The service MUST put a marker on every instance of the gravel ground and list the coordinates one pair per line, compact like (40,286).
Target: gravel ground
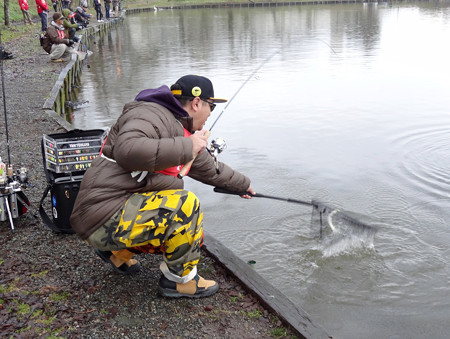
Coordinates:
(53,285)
------------------------------
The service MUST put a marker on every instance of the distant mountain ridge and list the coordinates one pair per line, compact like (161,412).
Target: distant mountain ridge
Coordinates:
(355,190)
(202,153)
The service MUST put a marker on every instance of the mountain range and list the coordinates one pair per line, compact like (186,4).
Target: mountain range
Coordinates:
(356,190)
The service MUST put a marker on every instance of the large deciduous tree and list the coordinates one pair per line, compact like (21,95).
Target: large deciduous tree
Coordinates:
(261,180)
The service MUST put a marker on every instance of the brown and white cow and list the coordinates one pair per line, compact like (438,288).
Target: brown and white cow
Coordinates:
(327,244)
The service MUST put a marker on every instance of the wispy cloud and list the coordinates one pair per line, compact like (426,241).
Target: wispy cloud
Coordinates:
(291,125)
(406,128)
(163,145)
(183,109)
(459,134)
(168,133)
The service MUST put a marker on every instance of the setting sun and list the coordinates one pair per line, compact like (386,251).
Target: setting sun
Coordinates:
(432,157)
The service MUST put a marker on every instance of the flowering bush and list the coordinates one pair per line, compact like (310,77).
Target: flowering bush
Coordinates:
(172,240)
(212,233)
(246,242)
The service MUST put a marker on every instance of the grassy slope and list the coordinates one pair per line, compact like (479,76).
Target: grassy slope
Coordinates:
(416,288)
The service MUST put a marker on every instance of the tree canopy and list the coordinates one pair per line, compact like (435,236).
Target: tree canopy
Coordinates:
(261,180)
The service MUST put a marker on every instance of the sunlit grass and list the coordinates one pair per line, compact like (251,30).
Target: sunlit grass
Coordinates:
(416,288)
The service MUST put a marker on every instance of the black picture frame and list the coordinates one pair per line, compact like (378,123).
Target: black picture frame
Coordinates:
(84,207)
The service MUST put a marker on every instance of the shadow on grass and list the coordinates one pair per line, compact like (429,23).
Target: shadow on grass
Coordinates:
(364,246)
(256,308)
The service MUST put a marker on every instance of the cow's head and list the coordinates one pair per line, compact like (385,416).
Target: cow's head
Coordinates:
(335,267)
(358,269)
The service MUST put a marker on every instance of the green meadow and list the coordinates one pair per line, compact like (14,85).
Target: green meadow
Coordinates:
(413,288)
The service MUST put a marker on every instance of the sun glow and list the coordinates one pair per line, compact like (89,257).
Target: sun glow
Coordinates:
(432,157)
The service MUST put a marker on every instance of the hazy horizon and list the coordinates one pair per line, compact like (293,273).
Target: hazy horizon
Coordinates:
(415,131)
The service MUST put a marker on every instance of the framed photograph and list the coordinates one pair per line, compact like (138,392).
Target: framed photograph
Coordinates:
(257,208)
------------------------------
List every line in the records above that contains the word "slope".

The service MUST put a marker on every instance of the grassy slope and list the coordinates one pair per line, compact like (479,76).
Target: grassy slope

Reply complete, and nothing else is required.